** START OF Records supplied **

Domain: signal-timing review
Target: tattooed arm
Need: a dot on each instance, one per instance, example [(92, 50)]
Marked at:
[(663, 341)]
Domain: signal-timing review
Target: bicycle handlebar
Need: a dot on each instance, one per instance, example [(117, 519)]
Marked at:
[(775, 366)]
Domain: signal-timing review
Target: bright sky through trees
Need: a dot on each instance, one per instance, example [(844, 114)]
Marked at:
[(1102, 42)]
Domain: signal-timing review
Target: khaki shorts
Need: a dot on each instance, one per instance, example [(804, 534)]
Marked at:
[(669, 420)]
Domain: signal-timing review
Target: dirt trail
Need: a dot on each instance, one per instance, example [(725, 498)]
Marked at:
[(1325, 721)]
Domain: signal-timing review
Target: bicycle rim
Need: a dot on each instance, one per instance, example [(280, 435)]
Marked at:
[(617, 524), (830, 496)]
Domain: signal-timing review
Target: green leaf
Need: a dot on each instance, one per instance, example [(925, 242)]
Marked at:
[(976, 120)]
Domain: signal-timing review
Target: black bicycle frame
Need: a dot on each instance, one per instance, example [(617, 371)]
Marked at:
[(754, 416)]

** END OF Records supplied **

| What is being asked |
Copy out every row above line for line, changing nothing.

| Solution for this exercise |
Domain: signal-timing review
Target: tattooed arm
Need: a dot on each instance, one per instance, example [(92, 50)]
Marked at:
[(663, 341)]
Domain: signal-timing review
Target: bicycle handlebar
Need: a dot on each instance, one per instance, example [(117, 519)]
Marked at:
[(775, 366)]
Domain: signal-timing review
Target: bright sky through trees
Need: a dot on each instance, one per instance, example [(844, 114)]
Marked at:
[(1102, 42)]
Domain: signal-timing review
Target: khaki shorts
Need: a dot on each instance, one per instance, example [(804, 534)]
Marked at:
[(669, 420)]
Domain: signal-timing review
Target: dirt trail
Need: a dot on each instance, one per instance, example [(725, 498)]
Marked at:
[(1325, 721)]
Domain: signal-timing review
Target: bicycle rim
Need: a dot on each instance, one per instance, example [(280, 435)]
Marked at:
[(617, 524), (830, 496)]
Domain: signal-timing review
Target: green leaf
Need: a dot on each instance, one per instance, example [(925, 242)]
Marked at:
[(976, 120)]
Domain: signal-timing review
Target: black bicycle frame
Need: a dot on each instance, one per instance, example [(617, 371)]
Marked at:
[(754, 416)]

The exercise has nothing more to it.